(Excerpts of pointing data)
begin

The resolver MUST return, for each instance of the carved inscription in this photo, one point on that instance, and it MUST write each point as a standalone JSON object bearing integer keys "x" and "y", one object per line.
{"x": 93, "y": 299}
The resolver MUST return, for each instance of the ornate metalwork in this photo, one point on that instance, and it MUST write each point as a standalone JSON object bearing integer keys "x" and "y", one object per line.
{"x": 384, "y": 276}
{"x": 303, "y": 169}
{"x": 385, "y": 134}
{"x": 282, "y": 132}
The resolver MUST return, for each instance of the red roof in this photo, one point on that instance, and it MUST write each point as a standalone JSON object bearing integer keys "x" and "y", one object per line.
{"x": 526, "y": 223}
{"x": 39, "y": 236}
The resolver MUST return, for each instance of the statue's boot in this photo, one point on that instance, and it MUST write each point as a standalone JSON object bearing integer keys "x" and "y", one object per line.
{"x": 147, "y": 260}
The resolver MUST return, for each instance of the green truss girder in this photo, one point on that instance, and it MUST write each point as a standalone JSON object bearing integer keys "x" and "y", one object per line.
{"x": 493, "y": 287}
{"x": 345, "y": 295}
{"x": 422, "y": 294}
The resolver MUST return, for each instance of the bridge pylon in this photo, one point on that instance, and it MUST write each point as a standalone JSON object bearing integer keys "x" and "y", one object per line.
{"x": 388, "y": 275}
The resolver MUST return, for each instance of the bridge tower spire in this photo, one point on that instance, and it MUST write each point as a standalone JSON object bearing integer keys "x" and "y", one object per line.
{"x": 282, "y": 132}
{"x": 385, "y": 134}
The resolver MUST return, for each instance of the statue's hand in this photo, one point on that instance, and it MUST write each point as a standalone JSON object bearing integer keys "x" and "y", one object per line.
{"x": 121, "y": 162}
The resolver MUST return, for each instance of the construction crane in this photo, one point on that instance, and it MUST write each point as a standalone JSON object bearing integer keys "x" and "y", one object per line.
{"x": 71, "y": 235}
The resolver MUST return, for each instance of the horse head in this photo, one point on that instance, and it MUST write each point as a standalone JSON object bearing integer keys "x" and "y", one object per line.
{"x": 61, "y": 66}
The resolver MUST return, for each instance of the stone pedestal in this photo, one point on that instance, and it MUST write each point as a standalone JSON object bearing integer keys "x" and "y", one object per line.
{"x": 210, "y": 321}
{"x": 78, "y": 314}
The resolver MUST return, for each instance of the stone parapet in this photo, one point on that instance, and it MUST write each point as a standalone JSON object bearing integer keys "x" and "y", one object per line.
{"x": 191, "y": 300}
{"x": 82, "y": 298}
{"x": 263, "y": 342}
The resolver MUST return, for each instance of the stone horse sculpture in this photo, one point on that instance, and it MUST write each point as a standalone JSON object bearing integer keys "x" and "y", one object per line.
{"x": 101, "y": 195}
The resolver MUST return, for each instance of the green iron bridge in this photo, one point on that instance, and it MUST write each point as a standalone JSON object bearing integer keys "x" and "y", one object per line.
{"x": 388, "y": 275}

end

THE TASK: Only the lines from the one containing "The resolver MUST return, for each instance of the stone parapet" through the end of the entries above belong in the answer; repeat them exactly.

EXERCISE RESULT:
The resolver MUST return, for each instance of the stone parapet in this photo, one point on that instance, and it MUST write each point as a standalone JSON object bearing integer keys "x" and "y", one object per line.
{"x": 191, "y": 300}
{"x": 82, "y": 298}
{"x": 263, "y": 342}
The resolver MUST return, for each instance of the stone horse sculpture in this photo, one point on that instance, and it MUST write each point as a standalone JSON object bearing integer keys "x" and "y", one object per line.
{"x": 101, "y": 195}
The resolver MUST return, for each instance of the green iron bridge in this photo, one point on that instance, and it MUST write each point as a standalone JSON object bearing integer keys "x" and "y", one object per line.
{"x": 388, "y": 275}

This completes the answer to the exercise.